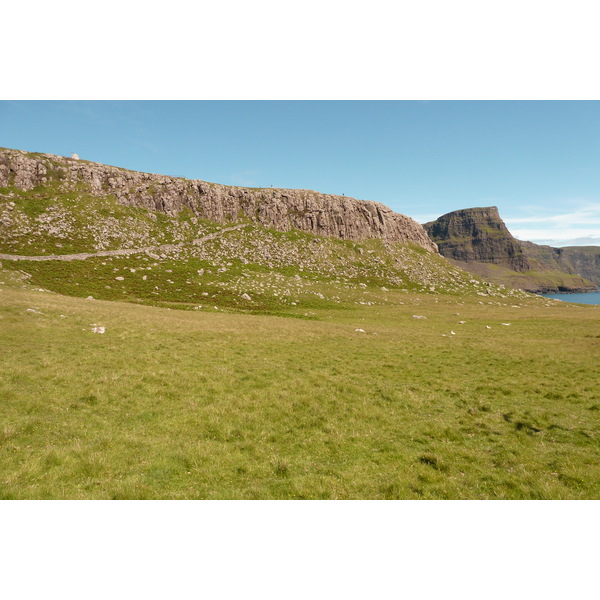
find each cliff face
[520,242,600,285]
[423,206,600,292]
[0,149,437,252]
[423,206,530,271]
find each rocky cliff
[423,206,600,292]
[0,149,437,252]
[519,242,600,286]
[423,206,530,271]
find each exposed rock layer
[0,150,437,252]
[423,206,530,271]
[423,206,600,292]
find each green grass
[0,278,600,499]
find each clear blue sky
[0,101,600,245]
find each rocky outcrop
[0,150,437,252]
[423,206,600,292]
[423,206,530,271]
[519,242,600,285]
....................
» 题目详情
请将记录中从包含“find each exposed rock layer”的那一行起、直到记录末尾的各行整理成一个 JSON 字符串列表，首尾两行都包括在内，每行对应一个字符串，空行略去。

» 回答如下
[
  "find each exposed rock layer",
  "[0,150,437,252]",
  "[423,206,530,271]",
  "[423,206,600,292]",
  "find each green grass",
  "[0,278,600,499]",
  "find each clear blue sky",
  "[0,101,600,245]",
  "find each rocky outcrop",
  "[0,150,437,252]",
  "[423,206,600,292]",
  "[423,206,530,271]",
  "[519,242,600,285]"
]